Written task ▸ Please update the records below, changing each "fungus" to "mushroom" and leaving everything else as it stands.

_____

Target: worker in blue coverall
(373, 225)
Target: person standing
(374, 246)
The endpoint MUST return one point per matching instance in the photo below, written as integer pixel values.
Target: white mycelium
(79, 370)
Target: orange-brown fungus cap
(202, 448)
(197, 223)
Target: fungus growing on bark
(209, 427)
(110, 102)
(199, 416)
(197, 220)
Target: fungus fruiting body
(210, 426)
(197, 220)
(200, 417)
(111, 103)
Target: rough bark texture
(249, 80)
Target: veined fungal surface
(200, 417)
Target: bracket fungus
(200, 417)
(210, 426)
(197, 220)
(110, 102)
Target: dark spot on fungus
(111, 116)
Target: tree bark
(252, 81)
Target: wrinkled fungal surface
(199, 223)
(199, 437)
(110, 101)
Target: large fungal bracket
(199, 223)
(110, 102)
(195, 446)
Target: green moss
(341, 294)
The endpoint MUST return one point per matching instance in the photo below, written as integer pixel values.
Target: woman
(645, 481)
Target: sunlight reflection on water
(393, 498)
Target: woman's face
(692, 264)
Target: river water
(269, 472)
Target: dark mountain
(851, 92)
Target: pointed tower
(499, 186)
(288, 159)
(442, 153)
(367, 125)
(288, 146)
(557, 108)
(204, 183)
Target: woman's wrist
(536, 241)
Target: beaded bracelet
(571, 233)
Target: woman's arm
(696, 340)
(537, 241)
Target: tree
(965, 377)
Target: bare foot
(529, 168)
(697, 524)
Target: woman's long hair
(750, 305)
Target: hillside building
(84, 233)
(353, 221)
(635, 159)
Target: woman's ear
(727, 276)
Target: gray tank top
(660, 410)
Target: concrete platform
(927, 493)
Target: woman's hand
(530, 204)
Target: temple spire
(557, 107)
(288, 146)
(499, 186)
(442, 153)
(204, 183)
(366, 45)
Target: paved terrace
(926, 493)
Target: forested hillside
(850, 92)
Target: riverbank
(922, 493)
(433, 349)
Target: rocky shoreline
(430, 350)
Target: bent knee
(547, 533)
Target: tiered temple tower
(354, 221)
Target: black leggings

_____

Exercise answer ▸
Target: worker in blue coverall
(373, 225)
Target: person standing
(374, 246)
The endpoint MUST return one point per matching instance in the photo below, written as integer pixel values.
Target: white mycelium
(79, 370)
Target: orange-brown mushroom cap
(202, 448)
(197, 223)
Target: mushroom growing on bark
(209, 427)
(110, 102)
(199, 416)
(197, 220)
Target: mushroom fruiting body
(210, 426)
(197, 220)
(200, 417)
(111, 103)
Target: rough bark texture
(249, 80)
Target: veined fungal surface
(200, 417)
Target: bracket mushroom
(200, 417)
(210, 426)
(197, 220)
(110, 102)
Target: dark spot on mushroom
(111, 116)
Target: tree bark
(252, 81)
Target: wrinkled fungal surface
(199, 223)
(199, 437)
(110, 101)
Target: large fungal bracket
(199, 223)
(110, 102)
(195, 446)
Target: green moss
(341, 294)
The endpoint MUST return one point per matching instance in the photo below, written as integer pixel values.
Target: woman
(645, 481)
Target: sunlight reflection on water
(393, 498)
Target: woman's face
(692, 264)
Target: river water
(269, 472)
Target: dark mountain
(851, 92)
Target: pointed tower
(499, 186)
(288, 159)
(442, 153)
(367, 125)
(288, 146)
(557, 108)
(204, 183)
Target: woman's wrist
(536, 241)
Target: beaded bracelet
(571, 233)
Target: woman's arm
(696, 340)
(537, 241)
Target: tree
(965, 377)
Target: bare foot
(529, 168)
(697, 524)
Target: woman's long hair
(750, 305)
Target: hillside building
(84, 233)
(353, 221)
(635, 159)
Target: woman's ear
(727, 276)
Target: gray tank top
(660, 410)
Target: concrete platform
(927, 493)
Target: woman's hand
(530, 204)
Target: temple spire
(557, 107)
(288, 146)
(499, 186)
(442, 153)
(204, 183)
(366, 45)
Target: paved terrace
(926, 493)
Target: forested hillside
(850, 92)
Target: riverbank
(922, 493)
(433, 349)
Target: rocky shoreline
(430, 350)
Target: bent knee
(547, 533)
Target: tiered temple tower
(354, 221)
Target: black leggings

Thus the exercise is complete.